### PROBLEMS TO WORK ON:
#1 Copy out the passage of the commentary on the Orlando nightclub shooting, starting at "A number of" and ending at "a hate crime.".
#2 Extend the commentary on the Orlando nightclub shooting, beginning directly after its final sentence.

### DOCUMENT SECTION:
A number of emotions were running through my head this past weekend as my social media timelines were filling up with the news of the shooting at a gay nightclub, Pulse, in Orlando. The gunman opened fire inside of Pulse around 2 a.m. on Sunday morning, killing 49 people and wounding 53, making this the deadliest mass shooting in U.S. history.
Words cannot express the absolute disgust and contempt I feel about how the country has been handling mass shootings. But the case of Orlando is different. Orlando was a hate crime.
CNN, the New York Times, Fox news, and any other news outlet will tell you that the gunman was an ISIS sympathizer. They will tell you that he pledged allegiance to ISIS before he was shot down and killed by the Orlando police. Donald Trump will blame the Muslim population for this attack and tweet out, “Appreciate the congrats for being right on radical Islamic terrorism,” hours after 49 people just got killed. But very few will describe the incident using the words “hate crime.”
The gunman, Omar Mateen was a homophobic. According to his father, he was angered by the sight of two men kissing in Miami a few months ago, which is suspected by his father to have been his motive for the shooting. Mateen’s actions, shooting civilians in a gay nightclub during gay pride month, cannot be denied or put off as simply “coincidence” of who he was targeting.

### PROVIDED INFORMATION:

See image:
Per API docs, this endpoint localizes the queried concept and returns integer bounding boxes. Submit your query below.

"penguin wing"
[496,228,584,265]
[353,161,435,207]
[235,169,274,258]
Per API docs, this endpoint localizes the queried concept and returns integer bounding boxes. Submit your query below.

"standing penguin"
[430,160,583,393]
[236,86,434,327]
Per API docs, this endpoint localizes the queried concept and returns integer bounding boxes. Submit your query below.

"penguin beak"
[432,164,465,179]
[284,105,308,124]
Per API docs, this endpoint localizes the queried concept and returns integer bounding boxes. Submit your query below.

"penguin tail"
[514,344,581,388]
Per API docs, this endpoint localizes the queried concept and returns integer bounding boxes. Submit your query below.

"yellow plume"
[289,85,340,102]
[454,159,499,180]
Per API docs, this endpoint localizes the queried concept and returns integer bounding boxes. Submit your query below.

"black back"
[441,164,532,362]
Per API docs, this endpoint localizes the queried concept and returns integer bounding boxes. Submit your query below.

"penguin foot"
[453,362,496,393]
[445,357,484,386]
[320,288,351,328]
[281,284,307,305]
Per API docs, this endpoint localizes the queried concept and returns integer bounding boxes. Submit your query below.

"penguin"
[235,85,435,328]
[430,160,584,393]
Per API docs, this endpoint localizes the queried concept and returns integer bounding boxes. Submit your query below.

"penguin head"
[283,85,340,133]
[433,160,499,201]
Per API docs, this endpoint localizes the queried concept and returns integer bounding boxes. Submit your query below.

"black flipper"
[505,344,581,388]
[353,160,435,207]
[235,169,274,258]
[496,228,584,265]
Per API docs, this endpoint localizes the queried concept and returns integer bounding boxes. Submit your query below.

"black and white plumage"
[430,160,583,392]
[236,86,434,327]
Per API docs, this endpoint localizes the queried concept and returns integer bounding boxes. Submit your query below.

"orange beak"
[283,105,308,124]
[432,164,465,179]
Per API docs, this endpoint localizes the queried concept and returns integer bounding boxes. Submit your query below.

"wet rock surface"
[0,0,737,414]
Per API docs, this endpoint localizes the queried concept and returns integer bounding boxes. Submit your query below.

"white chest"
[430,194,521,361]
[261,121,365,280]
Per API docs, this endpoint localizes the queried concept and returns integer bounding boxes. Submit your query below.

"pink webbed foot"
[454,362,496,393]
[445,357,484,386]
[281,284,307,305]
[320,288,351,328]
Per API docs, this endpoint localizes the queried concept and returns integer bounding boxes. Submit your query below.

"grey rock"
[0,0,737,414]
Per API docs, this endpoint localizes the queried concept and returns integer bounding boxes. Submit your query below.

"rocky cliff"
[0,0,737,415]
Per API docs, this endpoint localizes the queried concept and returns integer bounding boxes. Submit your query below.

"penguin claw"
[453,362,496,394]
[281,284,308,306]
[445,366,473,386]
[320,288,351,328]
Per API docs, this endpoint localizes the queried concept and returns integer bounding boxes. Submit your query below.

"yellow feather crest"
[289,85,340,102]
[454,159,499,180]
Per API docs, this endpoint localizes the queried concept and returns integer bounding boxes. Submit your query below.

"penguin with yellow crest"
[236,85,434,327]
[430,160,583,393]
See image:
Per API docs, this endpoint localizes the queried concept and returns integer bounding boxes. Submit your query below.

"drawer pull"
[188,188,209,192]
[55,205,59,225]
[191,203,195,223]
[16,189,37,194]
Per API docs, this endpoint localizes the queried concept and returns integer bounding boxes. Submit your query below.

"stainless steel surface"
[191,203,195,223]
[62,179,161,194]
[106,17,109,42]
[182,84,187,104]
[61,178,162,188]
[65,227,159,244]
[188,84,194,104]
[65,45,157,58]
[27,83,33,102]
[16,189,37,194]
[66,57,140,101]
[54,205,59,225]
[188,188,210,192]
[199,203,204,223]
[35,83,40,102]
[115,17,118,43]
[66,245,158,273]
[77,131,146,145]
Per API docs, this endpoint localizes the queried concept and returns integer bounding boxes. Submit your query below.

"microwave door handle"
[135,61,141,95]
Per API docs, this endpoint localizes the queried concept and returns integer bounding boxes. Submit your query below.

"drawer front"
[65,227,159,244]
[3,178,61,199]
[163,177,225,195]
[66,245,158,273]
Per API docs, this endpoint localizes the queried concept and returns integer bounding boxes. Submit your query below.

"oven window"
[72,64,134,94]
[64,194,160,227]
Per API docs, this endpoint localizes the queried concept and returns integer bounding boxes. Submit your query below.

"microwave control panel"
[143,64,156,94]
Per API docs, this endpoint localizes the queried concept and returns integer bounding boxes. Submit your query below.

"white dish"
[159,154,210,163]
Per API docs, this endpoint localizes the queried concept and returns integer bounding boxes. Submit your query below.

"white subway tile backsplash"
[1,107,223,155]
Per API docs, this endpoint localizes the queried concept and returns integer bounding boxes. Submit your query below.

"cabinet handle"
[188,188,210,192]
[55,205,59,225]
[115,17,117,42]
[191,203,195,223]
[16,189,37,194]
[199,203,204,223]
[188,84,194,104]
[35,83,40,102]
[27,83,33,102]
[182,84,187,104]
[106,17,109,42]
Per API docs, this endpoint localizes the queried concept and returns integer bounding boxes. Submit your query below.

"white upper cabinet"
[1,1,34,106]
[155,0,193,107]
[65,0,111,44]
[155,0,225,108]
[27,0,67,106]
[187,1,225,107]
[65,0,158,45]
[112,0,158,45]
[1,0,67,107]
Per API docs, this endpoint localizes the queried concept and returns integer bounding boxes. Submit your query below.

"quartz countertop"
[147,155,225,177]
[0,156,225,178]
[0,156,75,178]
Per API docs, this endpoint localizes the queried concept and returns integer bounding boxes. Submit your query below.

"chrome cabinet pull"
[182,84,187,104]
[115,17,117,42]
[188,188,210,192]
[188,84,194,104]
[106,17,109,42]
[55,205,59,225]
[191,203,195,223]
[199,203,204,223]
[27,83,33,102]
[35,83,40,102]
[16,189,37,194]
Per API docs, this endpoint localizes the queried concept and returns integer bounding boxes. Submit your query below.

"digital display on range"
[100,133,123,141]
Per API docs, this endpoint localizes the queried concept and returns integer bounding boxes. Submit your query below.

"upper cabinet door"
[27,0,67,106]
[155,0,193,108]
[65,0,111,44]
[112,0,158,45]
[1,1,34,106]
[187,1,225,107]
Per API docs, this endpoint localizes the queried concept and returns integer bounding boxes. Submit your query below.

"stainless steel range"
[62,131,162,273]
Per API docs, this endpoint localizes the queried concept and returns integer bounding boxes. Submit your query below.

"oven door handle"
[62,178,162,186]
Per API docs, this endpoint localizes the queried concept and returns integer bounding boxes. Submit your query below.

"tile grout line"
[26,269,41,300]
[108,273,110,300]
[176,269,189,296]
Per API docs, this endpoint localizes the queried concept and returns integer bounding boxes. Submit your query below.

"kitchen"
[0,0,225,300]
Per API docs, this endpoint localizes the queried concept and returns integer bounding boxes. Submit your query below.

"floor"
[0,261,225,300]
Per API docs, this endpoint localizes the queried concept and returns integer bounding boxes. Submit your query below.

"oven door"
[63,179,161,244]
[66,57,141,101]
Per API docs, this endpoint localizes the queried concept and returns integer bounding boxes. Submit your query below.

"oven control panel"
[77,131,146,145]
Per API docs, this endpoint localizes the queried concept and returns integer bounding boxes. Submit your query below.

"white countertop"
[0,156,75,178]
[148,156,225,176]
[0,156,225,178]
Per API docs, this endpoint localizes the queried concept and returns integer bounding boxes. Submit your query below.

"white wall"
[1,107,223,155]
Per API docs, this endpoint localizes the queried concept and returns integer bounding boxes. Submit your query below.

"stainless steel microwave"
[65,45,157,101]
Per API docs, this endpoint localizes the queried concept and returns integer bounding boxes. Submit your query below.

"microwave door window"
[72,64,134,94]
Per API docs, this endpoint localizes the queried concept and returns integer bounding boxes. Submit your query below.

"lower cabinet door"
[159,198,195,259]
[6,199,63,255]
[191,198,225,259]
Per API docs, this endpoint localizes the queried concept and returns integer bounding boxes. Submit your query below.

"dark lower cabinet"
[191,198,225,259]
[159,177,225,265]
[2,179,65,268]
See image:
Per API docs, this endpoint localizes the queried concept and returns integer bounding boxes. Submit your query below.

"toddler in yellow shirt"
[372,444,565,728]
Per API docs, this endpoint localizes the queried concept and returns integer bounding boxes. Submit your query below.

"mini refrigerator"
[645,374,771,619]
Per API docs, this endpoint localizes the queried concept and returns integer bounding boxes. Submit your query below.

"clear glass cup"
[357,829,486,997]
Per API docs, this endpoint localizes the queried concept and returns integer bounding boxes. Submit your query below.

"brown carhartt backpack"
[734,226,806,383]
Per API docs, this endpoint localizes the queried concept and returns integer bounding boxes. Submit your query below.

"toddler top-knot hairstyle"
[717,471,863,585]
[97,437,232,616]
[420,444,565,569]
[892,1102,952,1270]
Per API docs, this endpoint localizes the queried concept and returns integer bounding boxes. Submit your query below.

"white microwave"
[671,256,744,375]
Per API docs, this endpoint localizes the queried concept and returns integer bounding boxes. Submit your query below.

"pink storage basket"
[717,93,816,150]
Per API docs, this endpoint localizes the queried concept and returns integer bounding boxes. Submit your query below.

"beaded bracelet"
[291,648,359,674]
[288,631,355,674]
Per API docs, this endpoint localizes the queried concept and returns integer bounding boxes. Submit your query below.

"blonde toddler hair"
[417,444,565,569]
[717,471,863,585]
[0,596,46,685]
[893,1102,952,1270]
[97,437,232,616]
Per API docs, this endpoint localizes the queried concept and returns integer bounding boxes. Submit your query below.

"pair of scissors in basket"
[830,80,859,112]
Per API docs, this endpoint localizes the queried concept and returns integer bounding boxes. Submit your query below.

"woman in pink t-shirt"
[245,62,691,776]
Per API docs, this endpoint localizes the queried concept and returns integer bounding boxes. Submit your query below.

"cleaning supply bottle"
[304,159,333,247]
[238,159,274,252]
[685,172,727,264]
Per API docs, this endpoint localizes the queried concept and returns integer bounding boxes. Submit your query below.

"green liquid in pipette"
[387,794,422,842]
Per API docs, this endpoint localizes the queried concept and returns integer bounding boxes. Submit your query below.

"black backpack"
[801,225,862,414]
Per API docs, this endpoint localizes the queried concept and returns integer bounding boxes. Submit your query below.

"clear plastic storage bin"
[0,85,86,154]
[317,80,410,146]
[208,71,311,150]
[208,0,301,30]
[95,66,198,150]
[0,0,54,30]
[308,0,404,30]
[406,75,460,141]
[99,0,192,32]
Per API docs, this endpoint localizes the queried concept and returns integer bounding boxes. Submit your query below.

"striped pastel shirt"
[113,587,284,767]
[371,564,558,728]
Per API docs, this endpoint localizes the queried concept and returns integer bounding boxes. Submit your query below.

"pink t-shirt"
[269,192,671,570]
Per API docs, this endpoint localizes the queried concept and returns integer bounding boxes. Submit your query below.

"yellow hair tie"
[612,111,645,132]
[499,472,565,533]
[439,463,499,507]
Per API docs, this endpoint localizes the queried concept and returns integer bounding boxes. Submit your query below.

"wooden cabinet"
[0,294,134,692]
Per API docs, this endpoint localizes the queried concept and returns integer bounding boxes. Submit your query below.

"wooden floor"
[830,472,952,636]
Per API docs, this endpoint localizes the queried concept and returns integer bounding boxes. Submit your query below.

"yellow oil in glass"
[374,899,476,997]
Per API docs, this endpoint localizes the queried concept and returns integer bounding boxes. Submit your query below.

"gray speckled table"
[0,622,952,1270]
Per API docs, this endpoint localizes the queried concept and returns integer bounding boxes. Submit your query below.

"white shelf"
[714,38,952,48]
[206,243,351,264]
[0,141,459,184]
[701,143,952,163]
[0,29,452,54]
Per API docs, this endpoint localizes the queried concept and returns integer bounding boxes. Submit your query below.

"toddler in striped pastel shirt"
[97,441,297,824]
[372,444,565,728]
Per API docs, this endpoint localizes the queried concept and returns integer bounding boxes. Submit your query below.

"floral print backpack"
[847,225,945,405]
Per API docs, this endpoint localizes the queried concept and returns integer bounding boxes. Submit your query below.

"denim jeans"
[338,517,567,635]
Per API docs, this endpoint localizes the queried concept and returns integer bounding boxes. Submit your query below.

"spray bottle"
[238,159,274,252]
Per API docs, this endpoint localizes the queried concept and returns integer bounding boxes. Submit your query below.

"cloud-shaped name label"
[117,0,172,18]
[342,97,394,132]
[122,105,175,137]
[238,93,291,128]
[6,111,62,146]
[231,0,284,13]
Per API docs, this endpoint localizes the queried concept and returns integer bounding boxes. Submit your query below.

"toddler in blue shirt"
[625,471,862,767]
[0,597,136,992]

### TASK-BY-TASK ANSWERS:
#1
A number of emotions were running through my head this past weekend as my social media timelines were filling up with the news of the shooting at a gay nightclub, Pulse, in Orlando. The gunman opened fire inside of Pulse around 2 a.m. on Sunday morning, killing 49 people and wounding 53, making this the deadliest mass shooting in U.S. history.
Words cannot express the absolute disgust and contempt I feel about how the country has been handling mass shootings. But the case of Orlando is different. Orlando was a hate crime.

#2
It’s too easy for America to blame ISIS. It’s too easy for America to blame Islam. It’s even too easy for America to cry, “more gun control!” We need to look at the crime for what it is: a hate crime. A hate crime that is able to be carried out in the violent and prejudiced society we live in.
Just because gays can legally get married does not mean that homophobia doesn’t exist. America puts so much trust in our own legal system that we believe the lie that if the laws change, the culture will change. We place the fear of ISIS and the rest of the Muslim population over our own LGBTQ+ citizen’s fear of living.
America is so good at playing the blame game when it comes to mass shootings. In the November 2015 Planned Parenthood shooting, the gunman was “mentally ill,” even though he admitted to his anti-abortion views during his court hearing. In the case of the June 2015 Charleston shooting, where white supremacist Dylann Roof shot and killed nine people in a historic black church, Roof was also “mentally ill” and another case in which we “need more gun control.” And finally in Orlando, it’s ISIS’s fault and we STILL “need more gun control.”
Why are we so eager to deny and ignore the hatefulness that fills this country? Why are we so eager to make excuses for mass shootings when the fact of the matter is, some are hate crimes. The hatefulness towards certain groups of people that don’t live our similar lifestyles. The hatefulness towards those we know nothing about except how they are portrayed by the American media.
Orlando may be a combination of terrorism and hate. But we cannot dismiss the hate. We cannot dismiss the fact that there are people in this country whose lives are threatened every day by prejudices that exist in this country. No one should fear being themselves. America was founded on the ideology of freedom, but this “freedom” means nothing if you are in fear of simply existing.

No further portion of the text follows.